== Text passage

After a fire in November 1910 destroyed the entire complex, construction began almost immediately on a replacement, designed by provincial architect Samuel Hooper. The massive, three-storey Parkland Building, capable of accommodating nearly 700 patients, opened in 1912. Other buildings on the site included a Superintendent’s Residence (1909), morgue (1913), laundry building, five one-storey wood frame cottages for employees, coal house (1914), power house (1912), and stores building. A working farm provided fresh produce. The 2½-storey Nurses’ Residence, now a provincially-designated historic site, was built between 1920 to 1923 on a design by architects Jordan and Over. It marked a departure from the centre’s earlier structures, which were more imposing and institutional in appearance. The interior is finished with oak woodwork, mosaic tiles, wrought iron staircases, and ornamental plasterwork. Designed to accommodate 75 nurses, it also contained a kitchen, dining room, staff quarters, and a training centre for mental nursing.

====
== Record extracts

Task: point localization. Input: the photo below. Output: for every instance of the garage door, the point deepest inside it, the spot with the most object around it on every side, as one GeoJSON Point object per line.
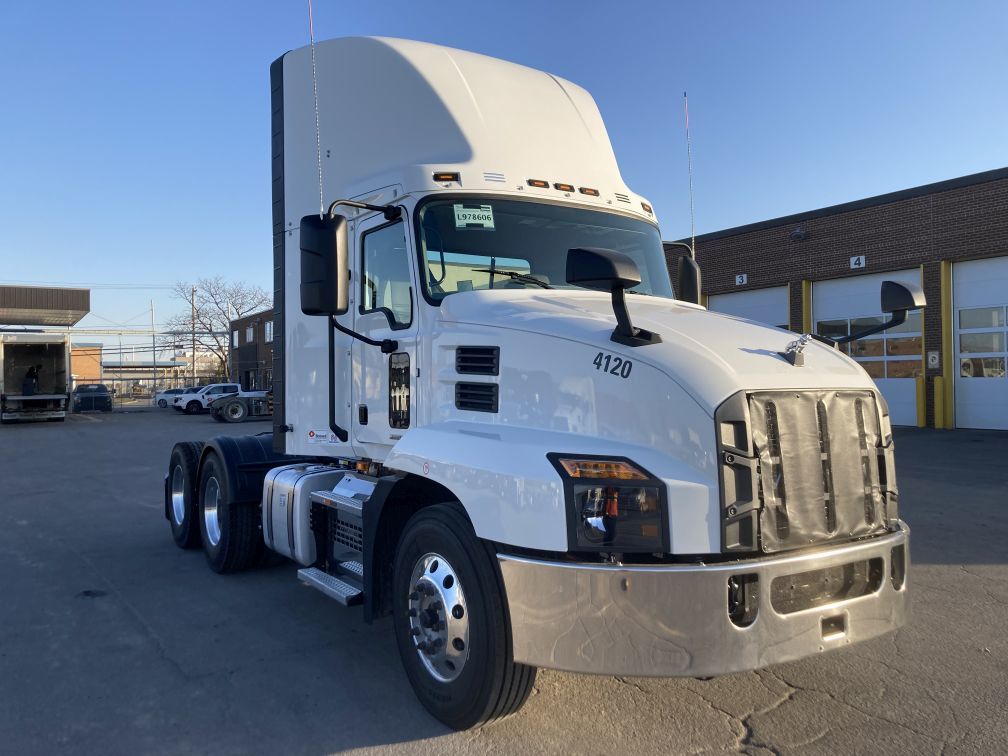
{"type": "Point", "coordinates": [980, 298]}
{"type": "Point", "coordinates": [767, 305]}
{"type": "Point", "coordinates": [893, 357]}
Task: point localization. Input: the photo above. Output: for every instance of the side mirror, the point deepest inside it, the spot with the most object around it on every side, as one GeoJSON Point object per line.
{"type": "Point", "coordinates": [896, 296]}
{"type": "Point", "coordinates": [687, 279]}
{"type": "Point", "coordinates": [325, 265]}
{"type": "Point", "coordinates": [609, 270]}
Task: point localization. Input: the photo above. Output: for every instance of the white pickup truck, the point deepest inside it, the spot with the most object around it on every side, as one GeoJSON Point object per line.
{"type": "Point", "coordinates": [497, 423]}
{"type": "Point", "coordinates": [193, 402]}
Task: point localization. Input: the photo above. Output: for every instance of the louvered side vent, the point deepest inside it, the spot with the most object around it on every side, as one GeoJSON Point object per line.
{"type": "Point", "coordinates": [478, 397]}
{"type": "Point", "coordinates": [478, 360]}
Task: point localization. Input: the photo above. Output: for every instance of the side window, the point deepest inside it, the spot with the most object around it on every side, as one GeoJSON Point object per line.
{"type": "Point", "coordinates": [385, 276]}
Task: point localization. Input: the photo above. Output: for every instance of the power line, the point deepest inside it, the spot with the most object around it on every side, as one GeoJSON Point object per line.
{"type": "Point", "coordinates": [92, 284]}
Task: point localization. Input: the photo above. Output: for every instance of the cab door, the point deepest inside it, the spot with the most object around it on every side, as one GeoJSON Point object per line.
{"type": "Point", "coordinates": [385, 308]}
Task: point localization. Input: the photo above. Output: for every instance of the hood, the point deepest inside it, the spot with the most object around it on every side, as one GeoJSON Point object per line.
{"type": "Point", "coordinates": [710, 355]}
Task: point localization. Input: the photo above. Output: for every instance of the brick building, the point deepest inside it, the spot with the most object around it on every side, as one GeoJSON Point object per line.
{"type": "Point", "coordinates": [822, 270]}
{"type": "Point", "coordinates": [251, 362]}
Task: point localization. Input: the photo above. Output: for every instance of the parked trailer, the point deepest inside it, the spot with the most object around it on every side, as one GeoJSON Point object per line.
{"type": "Point", "coordinates": [43, 398]}
{"type": "Point", "coordinates": [478, 431]}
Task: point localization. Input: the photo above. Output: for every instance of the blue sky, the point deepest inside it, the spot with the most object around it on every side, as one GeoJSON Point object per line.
{"type": "Point", "coordinates": [136, 134]}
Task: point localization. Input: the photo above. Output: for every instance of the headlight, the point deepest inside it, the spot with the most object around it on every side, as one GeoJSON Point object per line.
{"type": "Point", "coordinates": [613, 505]}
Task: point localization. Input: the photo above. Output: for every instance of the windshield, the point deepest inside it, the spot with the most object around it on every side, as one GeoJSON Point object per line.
{"type": "Point", "coordinates": [470, 244]}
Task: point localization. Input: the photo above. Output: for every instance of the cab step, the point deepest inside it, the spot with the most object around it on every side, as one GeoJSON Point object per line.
{"type": "Point", "coordinates": [344, 591]}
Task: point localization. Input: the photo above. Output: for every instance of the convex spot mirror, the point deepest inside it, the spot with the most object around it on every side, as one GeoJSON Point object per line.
{"type": "Point", "coordinates": [602, 269]}
{"type": "Point", "coordinates": [609, 270]}
{"type": "Point", "coordinates": [898, 296]}
{"type": "Point", "coordinates": [325, 265]}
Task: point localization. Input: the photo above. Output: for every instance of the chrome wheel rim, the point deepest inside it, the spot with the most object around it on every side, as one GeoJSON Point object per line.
{"type": "Point", "coordinates": [211, 502]}
{"type": "Point", "coordinates": [438, 617]}
{"type": "Point", "coordinates": [177, 495]}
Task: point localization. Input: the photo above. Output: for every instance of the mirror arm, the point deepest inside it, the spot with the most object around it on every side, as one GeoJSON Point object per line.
{"type": "Point", "coordinates": [623, 326]}
{"type": "Point", "coordinates": [341, 432]}
{"type": "Point", "coordinates": [387, 345]}
{"type": "Point", "coordinates": [391, 212]}
{"type": "Point", "coordinates": [898, 319]}
{"type": "Point", "coordinates": [684, 246]}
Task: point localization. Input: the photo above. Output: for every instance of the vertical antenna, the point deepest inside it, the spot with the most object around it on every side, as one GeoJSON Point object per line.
{"type": "Point", "coordinates": [315, 90]}
{"type": "Point", "coordinates": [693, 228]}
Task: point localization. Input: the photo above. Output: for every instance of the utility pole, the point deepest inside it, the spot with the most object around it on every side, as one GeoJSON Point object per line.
{"type": "Point", "coordinates": [193, 300]}
{"type": "Point", "coordinates": [153, 352]}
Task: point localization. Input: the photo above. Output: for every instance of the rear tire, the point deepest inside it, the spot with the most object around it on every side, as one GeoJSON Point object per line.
{"type": "Point", "coordinates": [230, 531]}
{"type": "Point", "coordinates": [438, 548]}
{"type": "Point", "coordinates": [182, 511]}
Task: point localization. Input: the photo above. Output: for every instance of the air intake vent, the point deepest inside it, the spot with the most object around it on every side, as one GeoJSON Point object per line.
{"type": "Point", "coordinates": [478, 397]}
{"type": "Point", "coordinates": [478, 360]}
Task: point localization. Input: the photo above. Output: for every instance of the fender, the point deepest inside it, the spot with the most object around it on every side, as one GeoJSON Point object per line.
{"type": "Point", "coordinates": [246, 461]}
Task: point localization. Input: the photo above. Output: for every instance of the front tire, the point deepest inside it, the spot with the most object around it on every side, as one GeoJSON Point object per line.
{"type": "Point", "coordinates": [234, 411]}
{"type": "Point", "coordinates": [230, 531]}
{"type": "Point", "coordinates": [451, 621]}
{"type": "Point", "coordinates": [182, 510]}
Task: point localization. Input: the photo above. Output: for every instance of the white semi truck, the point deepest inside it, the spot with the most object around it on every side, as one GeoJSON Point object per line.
{"type": "Point", "coordinates": [45, 394]}
{"type": "Point", "coordinates": [497, 422]}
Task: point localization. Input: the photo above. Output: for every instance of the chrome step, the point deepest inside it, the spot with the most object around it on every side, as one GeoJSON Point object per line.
{"type": "Point", "coordinates": [335, 588]}
{"type": "Point", "coordinates": [352, 568]}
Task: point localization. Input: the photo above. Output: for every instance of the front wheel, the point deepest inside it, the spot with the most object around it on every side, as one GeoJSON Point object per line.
{"type": "Point", "coordinates": [451, 622]}
{"type": "Point", "coordinates": [235, 411]}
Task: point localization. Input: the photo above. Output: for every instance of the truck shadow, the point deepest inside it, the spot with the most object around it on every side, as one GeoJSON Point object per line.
{"type": "Point", "coordinates": [954, 492]}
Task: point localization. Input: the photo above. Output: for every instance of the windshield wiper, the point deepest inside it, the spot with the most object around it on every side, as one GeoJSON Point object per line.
{"type": "Point", "coordinates": [514, 276]}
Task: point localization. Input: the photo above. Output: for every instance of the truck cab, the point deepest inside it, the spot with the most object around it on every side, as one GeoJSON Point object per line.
{"type": "Point", "coordinates": [495, 420]}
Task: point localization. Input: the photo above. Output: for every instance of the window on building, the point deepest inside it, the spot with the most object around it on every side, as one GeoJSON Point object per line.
{"type": "Point", "coordinates": [386, 279]}
{"type": "Point", "coordinates": [894, 353]}
{"type": "Point", "coordinates": [983, 342]}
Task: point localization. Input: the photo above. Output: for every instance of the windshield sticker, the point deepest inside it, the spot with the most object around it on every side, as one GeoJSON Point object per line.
{"type": "Point", "coordinates": [474, 217]}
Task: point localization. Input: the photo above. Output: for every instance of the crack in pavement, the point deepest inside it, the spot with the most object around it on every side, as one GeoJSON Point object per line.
{"type": "Point", "coordinates": [870, 715]}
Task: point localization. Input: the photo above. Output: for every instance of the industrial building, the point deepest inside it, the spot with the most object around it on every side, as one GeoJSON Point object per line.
{"type": "Point", "coordinates": [251, 362]}
{"type": "Point", "coordinates": [821, 271]}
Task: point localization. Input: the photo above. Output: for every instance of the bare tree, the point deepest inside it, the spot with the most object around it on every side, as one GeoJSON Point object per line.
{"type": "Point", "coordinates": [218, 301]}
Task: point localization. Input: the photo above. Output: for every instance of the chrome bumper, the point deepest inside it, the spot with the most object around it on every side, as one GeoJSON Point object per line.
{"type": "Point", "coordinates": [672, 620]}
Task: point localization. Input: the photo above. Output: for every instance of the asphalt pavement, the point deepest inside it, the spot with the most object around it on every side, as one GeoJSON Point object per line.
{"type": "Point", "coordinates": [113, 640]}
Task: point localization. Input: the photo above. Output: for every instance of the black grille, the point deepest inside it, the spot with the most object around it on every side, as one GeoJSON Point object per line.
{"type": "Point", "coordinates": [346, 532]}
{"type": "Point", "coordinates": [478, 360]}
{"type": "Point", "coordinates": [479, 397]}
{"type": "Point", "coordinates": [799, 468]}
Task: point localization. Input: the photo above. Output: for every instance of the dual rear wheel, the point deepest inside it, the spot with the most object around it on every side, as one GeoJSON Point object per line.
{"type": "Point", "coordinates": [450, 612]}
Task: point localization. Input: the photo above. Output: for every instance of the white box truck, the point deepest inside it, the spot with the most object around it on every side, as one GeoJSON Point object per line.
{"type": "Point", "coordinates": [34, 376]}
{"type": "Point", "coordinates": [498, 422]}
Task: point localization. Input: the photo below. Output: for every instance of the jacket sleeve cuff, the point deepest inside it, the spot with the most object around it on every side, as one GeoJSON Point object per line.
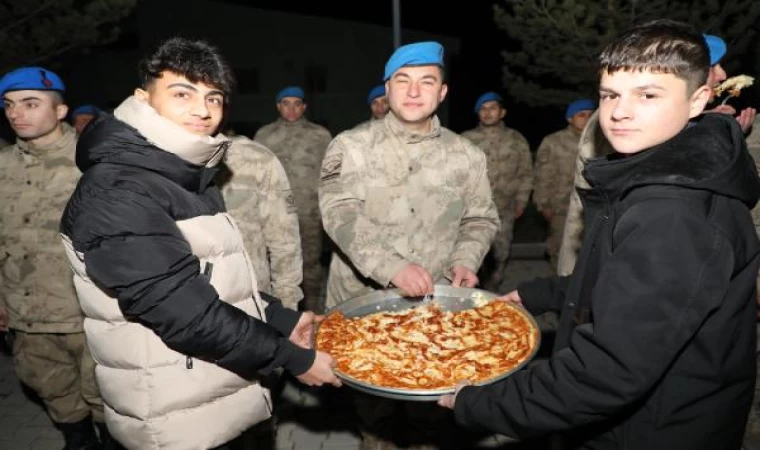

====

■ **Assigned task 1**
According to the passage about the Parkland Building site, who designed the Parkland Building?
■ **Assigned task 2**
List every interior finish of the Nurses' Residence that the passage about the Parkland Building site names.
The items are separate material, independent of the passage about the Parkland Building site.

■ **Exercise response 1**
Provincial architect Samuel Hooper designed it.

■ **Exercise response 2**
- Oak woodwork
- Mosaic tiles
- Wrought iron staircases
- Ornamental plasterwork